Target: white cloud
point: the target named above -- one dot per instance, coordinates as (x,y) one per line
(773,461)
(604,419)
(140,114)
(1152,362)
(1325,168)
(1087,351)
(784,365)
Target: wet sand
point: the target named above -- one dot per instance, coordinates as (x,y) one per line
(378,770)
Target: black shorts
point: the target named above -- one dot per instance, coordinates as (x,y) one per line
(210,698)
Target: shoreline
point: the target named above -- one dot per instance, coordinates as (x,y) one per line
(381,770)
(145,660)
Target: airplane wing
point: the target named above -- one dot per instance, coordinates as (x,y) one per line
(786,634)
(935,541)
--
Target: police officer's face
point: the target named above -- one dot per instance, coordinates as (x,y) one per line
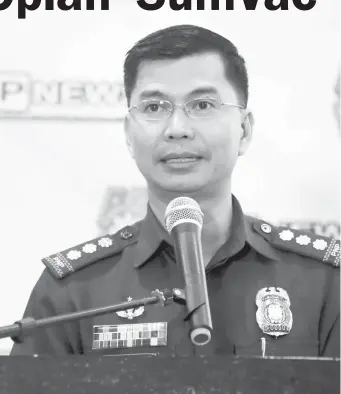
---
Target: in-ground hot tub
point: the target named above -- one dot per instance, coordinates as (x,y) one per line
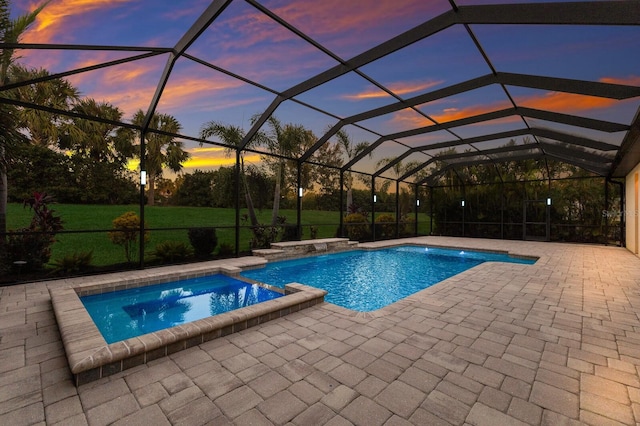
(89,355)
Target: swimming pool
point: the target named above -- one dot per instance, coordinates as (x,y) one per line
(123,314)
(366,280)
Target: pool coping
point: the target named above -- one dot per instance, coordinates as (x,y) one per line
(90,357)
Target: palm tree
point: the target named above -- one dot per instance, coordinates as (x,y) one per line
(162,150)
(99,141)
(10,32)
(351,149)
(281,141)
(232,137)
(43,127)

GIVEN INSTRUCTION ▸ Locate each line above that contains the word "pool" and copy those lines.

ANSWER TO THIS EXERCISE ▸
Target: swimming pool
Target: pool coping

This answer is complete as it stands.